# Your instructions:
Extract every line in the items that contains the string "shoreline". Matching is case-sensitive.

** Start The records **

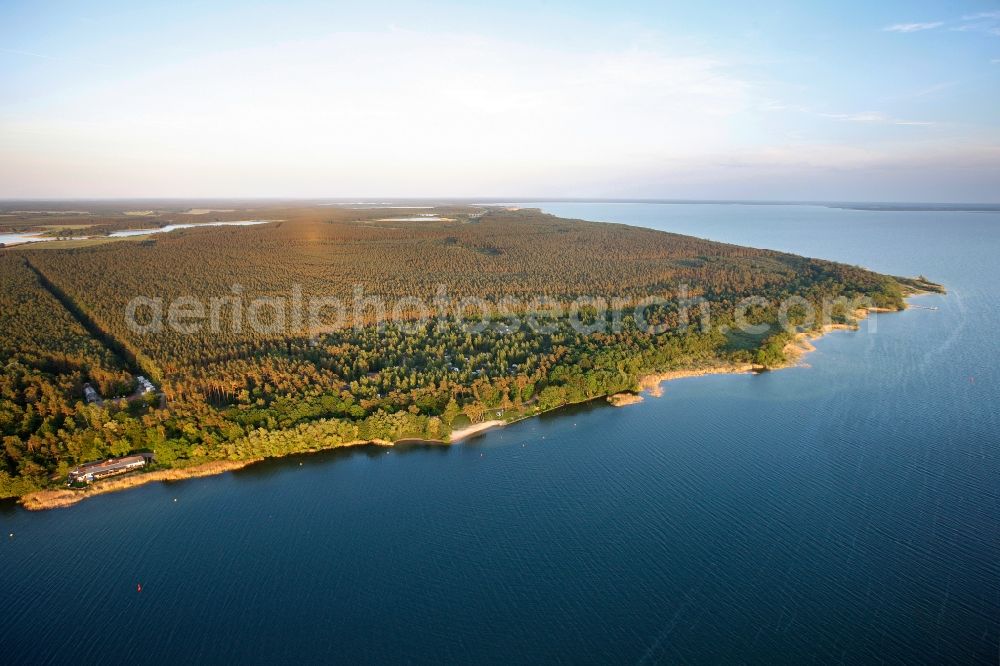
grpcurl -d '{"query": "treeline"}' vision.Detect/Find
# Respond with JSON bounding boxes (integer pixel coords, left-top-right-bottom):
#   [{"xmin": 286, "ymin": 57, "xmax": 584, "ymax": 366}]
[{"xmin": 0, "ymin": 209, "xmax": 920, "ymax": 496}]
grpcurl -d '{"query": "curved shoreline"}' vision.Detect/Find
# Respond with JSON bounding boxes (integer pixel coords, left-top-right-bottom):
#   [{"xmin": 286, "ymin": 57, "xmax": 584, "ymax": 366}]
[{"xmin": 17, "ymin": 291, "xmax": 934, "ymax": 511}]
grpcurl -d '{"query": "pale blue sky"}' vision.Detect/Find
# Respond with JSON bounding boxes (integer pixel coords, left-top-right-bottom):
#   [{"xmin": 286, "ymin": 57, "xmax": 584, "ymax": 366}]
[{"xmin": 0, "ymin": 0, "xmax": 1000, "ymax": 202}]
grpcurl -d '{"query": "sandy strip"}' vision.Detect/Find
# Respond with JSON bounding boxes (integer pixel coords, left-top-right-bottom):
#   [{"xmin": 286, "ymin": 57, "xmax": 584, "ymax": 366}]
[
  {"xmin": 20, "ymin": 458, "xmax": 261, "ymax": 511},
  {"xmin": 448, "ymin": 420, "xmax": 507, "ymax": 442}
]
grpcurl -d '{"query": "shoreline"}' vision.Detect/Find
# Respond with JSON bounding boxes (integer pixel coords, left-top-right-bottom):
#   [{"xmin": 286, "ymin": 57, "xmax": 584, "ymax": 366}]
[
  {"xmin": 448, "ymin": 419, "xmax": 507, "ymax": 444},
  {"xmin": 17, "ymin": 291, "xmax": 935, "ymax": 511},
  {"xmin": 17, "ymin": 437, "xmax": 447, "ymax": 511}
]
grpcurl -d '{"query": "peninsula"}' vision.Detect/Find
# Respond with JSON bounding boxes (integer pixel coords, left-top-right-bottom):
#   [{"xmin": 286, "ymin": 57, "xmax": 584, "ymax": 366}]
[{"xmin": 0, "ymin": 202, "xmax": 941, "ymax": 508}]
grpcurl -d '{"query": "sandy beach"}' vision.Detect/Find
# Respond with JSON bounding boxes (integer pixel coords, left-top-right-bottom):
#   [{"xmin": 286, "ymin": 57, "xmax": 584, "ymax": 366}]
[
  {"xmin": 448, "ymin": 420, "xmax": 506, "ymax": 443},
  {"xmin": 19, "ymin": 292, "xmax": 936, "ymax": 511}
]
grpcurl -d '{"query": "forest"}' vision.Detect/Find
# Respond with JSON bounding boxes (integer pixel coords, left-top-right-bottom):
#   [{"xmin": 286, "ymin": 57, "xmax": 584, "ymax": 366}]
[{"xmin": 0, "ymin": 203, "xmax": 936, "ymax": 497}]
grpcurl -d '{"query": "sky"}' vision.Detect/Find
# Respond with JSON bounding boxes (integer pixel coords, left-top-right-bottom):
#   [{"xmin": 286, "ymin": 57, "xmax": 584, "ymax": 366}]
[{"xmin": 0, "ymin": 0, "xmax": 1000, "ymax": 203}]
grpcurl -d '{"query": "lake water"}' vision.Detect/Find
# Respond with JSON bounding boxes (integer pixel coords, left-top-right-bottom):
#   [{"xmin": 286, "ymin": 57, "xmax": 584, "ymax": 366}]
[
  {"xmin": 0, "ymin": 233, "xmax": 55, "ymax": 245},
  {"xmin": 108, "ymin": 220, "xmax": 271, "ymax": 238},
  {"xmin": 0, "ymin": 203, "xmax": 1000, "ymax": 664}
]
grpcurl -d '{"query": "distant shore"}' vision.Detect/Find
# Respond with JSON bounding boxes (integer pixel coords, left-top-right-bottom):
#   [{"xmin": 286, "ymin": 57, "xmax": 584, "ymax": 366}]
[{"xmin": 18, "ymin": 290, "xmax": 934, "ymax": 511}]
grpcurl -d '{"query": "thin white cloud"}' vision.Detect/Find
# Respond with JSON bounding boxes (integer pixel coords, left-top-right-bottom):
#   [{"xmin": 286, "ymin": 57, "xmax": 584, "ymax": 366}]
[
  {"xmin": 962, "ymin": 11, "xmax": 1000, "ymax": 21},
  {"xmin": 882, "ymin": 21, "xmax": 944, "ymax": 32},
  {"xmin": 819, "ymin": 111, "xmax": 934, "ymax": 127}
]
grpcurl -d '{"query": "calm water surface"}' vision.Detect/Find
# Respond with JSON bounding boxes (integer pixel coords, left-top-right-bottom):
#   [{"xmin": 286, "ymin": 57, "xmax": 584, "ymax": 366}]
[{"xmin": 0, "ymin": 203, "xmax": 1000, "ymax": 664}]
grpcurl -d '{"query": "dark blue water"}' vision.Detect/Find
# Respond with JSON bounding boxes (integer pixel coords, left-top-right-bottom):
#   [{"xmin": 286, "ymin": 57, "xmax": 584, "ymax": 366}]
[{"xmin": 0, "ymin": 204, "xmax": 1000, "ymax": 664}]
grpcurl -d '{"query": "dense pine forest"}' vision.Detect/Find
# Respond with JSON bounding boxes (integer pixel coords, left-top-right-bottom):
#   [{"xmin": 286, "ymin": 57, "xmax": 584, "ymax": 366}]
[{"xmin": 0, "ymin": 204, "xmax": 933, "ymax": 496}]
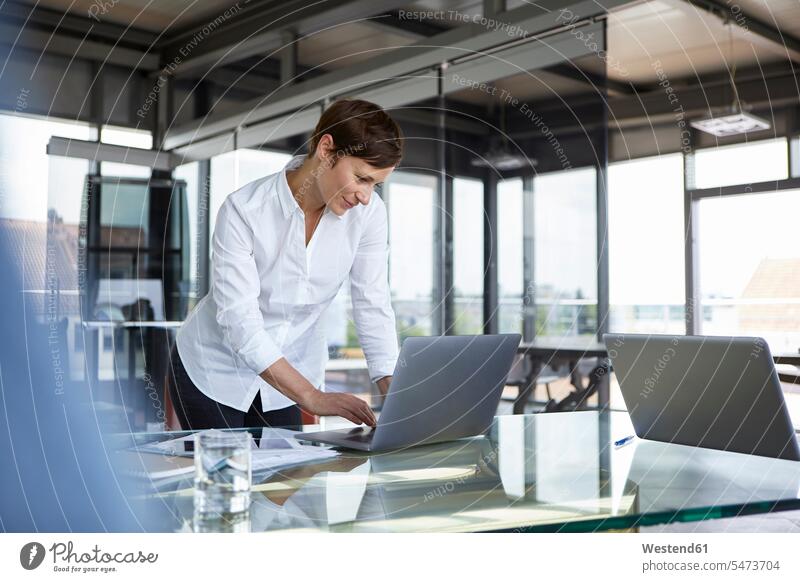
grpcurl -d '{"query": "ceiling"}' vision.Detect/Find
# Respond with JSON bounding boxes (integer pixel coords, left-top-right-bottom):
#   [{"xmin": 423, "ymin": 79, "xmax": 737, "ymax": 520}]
[
  {"xmin": 608, "ymin": 0, "xmax": 800, "ymax": 83},
  {"xmin": 25, "ymin": 0, "xmax": 243, "ymax": 33}
]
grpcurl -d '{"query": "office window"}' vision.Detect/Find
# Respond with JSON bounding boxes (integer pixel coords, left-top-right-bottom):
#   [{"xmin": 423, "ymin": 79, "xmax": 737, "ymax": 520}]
[
  {"xmin": 384, "ymin": 171, "xmax": 437, "ymax": 339},
  {"xmin": 208, "ymin": 149, "xmax": 292, "ymax": 242},
  {"xmin": 694, "ymin": 138, "xmax": 789, "ymax": 188},
  {"xmin": 697, "ymin": 190, "xmax": 800, "ymax": 353},
  {"xmin": 608, "ymin": 154, "xmax": 686, "ymax": 334},
  {"xmin": 0, "ymin": 115, "xmax": 94, "ymax": 224},
  {"xmin": 495, "ymin": 178, "xmax": 524, "ymax": 333},
  {"xmin": 453, "ymin": 178, "xmax": 486, "ymax": 334},
  {"xmin": 0, "ymin": 115, "xmax": 95, "ymax": 380},
  {"xmin": 533, "ymin": 168, "xmax": 597, "ymax": 337},
  {"xmin": 172, "ymin": 162, "xmax": 200, "ymax": 314}
]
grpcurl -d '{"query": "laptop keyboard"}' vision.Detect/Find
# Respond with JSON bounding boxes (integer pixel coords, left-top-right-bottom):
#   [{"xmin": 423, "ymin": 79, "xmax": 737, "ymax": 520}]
[{"xmin": 345, "ymin": 428, "xmax": 375, "ymax": 443}]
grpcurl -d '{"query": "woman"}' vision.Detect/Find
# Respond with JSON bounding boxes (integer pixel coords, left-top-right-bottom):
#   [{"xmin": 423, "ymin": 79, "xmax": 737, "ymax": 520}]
[{"xmin": 170, "ymin": 100, "xmax": 402, "ymax": 429}]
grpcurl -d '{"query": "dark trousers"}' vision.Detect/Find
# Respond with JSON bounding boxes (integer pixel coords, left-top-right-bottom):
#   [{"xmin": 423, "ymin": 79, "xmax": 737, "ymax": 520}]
[{"xmin": 169, "ymin": 347, "xmax": 302, "ymax": 430}]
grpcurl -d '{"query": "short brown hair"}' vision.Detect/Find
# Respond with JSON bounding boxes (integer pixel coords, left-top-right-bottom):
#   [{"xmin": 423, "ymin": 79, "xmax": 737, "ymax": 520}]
[{"xmin": 308, "ymin": 99, "xmax": 403, "ymax": 168}]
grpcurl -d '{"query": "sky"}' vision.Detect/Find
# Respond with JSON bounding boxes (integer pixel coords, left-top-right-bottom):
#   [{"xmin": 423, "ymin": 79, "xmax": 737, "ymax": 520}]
[{"xmin": 0, "ymin": 115, "xmax": 800, "ymax": 312}]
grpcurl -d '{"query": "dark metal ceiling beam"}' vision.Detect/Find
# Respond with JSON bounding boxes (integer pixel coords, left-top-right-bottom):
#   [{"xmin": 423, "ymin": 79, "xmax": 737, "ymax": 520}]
[
  {"xmin": 167, "ymin": 0, "xmax": 631, "ymax": 149},
  {"xmin": 158, "ymin": 0, "xmax": 416, "ymax": 75}
]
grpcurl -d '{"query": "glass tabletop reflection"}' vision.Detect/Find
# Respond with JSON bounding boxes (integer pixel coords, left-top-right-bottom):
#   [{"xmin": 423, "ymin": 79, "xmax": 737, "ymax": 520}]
[{"xmin": 117, "ymin": 411, "xmax": 800, "ymax": 532}]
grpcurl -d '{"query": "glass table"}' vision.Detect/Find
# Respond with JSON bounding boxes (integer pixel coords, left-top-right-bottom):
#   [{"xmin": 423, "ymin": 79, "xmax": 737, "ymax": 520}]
[{"xmin": 114, "ymin": 411, "xmax": 800, "ymax": 532}]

** End The records **

# Output of the task:
grpcurl -d '{"query": "curved shoreline"}' vision.Detect/Find
grpcurl -d '{"query": "shoreline"}' vision.Detect/Find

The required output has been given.